* Brief
Convert the listing below into a Markdown table with two columns, "Row" for the row number and "Entry" for the line, and skip any blank lines.

* Stored data
==========
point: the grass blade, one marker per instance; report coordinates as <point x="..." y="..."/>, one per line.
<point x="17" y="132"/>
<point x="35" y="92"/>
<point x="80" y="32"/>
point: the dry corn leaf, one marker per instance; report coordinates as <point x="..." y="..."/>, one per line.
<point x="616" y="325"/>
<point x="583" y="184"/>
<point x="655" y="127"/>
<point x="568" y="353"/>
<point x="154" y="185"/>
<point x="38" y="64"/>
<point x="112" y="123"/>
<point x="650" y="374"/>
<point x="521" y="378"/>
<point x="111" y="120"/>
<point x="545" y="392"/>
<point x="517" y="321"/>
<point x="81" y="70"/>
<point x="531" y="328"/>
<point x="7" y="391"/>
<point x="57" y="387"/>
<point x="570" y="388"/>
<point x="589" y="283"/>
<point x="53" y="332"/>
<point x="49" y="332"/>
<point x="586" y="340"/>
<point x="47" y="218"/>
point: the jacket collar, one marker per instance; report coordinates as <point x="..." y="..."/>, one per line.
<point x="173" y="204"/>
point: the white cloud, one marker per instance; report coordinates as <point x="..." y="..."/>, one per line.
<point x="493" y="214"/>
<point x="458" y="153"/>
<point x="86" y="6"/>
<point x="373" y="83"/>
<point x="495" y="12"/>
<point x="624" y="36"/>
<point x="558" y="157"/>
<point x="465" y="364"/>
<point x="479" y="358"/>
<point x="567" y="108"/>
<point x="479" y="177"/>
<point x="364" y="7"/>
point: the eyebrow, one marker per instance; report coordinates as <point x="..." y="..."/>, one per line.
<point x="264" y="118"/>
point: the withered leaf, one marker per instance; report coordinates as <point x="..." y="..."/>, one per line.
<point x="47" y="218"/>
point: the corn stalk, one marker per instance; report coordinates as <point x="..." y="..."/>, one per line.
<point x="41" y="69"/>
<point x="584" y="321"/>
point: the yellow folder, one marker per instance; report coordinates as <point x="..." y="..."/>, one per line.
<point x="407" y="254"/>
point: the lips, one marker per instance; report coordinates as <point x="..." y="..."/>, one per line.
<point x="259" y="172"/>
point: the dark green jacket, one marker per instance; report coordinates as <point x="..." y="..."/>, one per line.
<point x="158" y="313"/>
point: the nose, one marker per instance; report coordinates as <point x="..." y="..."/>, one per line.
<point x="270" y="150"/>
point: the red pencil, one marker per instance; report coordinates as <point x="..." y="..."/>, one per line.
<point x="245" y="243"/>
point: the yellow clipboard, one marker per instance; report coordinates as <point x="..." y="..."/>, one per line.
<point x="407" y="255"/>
==========
* Written solution
| Row | Entry |
|---|---|
| 1 | point: the grass blade, one marker per instance; report coordinates as <point x="..." y="..."/>, one per line. |
| 2 | <point x="17" y="132"/> |
| 3 | <point x="35" y="92"/> |
| 4 | <point x="80" y="32"/> |
| 5 | point: the dry corn leaf, one marker per instance; report coordinates as <point x="..." y="..."/>, one per line. |
| 6 | <point x="616" y="325"/> |
| 7 | <point x="583" y="184"/> |
| 8 | <point x="655" y="127"/> |
| 9 | <point x="568" y="353"/> |
| 10 | <point x="154" y="185"/> |
| 11 | <point x="38" y="64"/> |
| 12 | <point x="112" y="123"/> |
| 13 | <point x="650" y="374"/> |
| 14 | <point x="521" y="378"/> |
| 15 | <point x="111" y="120"/> |
| 16 | <point x="545" y="392"/> |
| 17 | <point x="517" y="321"/> |
| 18 | <point x="81" y="70"/> |
| 19 | <point x="531" y="328"/> |
| 20 | <point x="7" y="391"/> |
| 21 | <point x="57" y="387"/> |
| 22 | <point x="570" y="388"/> |
| 23 | <point x="589" y="283"/> |
| 24 | <point x="53" y="332"/> |
| 25 | <point x="49" y="332"/> |
| 26 | <point x="586" y="340"/> |
| 27 | <point x="47" y="218"/> |
| 28 | point: the jacket collar, one marker per instance; report coordinates as <point x="..." y="..."/>, one per line. |
| 29 | <point x="173" y="204"/> |
| 30 | point: the white cloud, one marker per instance; report coordinates as <point x="..." y="..."/>, one per line. |
| 31 | <point x="493" y="214"/> |
| 32 | <point x="458" y="153"/> |
| 33 | <point x="86" y="6"/> |
| 34 | <point x="373" y="83"/> |
| 35 | <point x="495" y="12"/> |
| 36 | <point x="624" y="36"/> |
| 37 | <point x="558" y="157"/> |
| 38 | <point x="465" y="364"/> |
| 39 | <point x="479" y="358"/> |
| 40 | <point x="567" y="108"/> |
| 41 | <point x="479" y="177"/> |
| 42 | <point x="364" y="7"/> |
| 43 | point: the eyebrow, one marker per instance; report coordinates as <point x="..." y="..."/>, one per line. |
| 44 | <point x="264" y="118"/> |
| 45 | point: the withered leaf, one marker per instance; report coordinates as <point x="..." y="..."/>, one per line. |
| 46 | <point x="47" y="218"/> |
| 47 | point: the corn stalk, one marker per instance; report coordinates as <point x="..." y="..."/>, one per line. |
| 48 | <point x="41" y="69"/> |
| 49 | <point x="584" y="321"/> |
| 50 | point: the yellow folder, one marker per instance; report coordinates as <point x="..." y="..."/>, one per line. |
| 51 | <point x="407" y="254"/> |
| 52 | point: the lips, one marker per instance; report coordinates as <point x="..." y="..."/>, one per line. |
| 53 | <point x="259" y="172"/> |
| 54 | point: the dark green jacket, one marker per instance; report coordinates as <point x="..." y="..."/>, one per line. |
| 55 | <point x="158" y="313"/> |
| 56 | point: the nose, one marker per instance; report coordinates as <point x="..." y="..."/>, one per line. |
| 57 | <point x="270" y="150"/> |
| 58 | point: the red pencil, one marker per instance; report coordinates as <point x="..." y="..."/>, one per line. |
| 59 | <point x="245" y="243"/> |
| 60 | point: the yellow clipboard, one marker per instance; report coordinates as <point x="..." y="..."/>, one per line. |
| 61 | <point x="407" y="255"/> |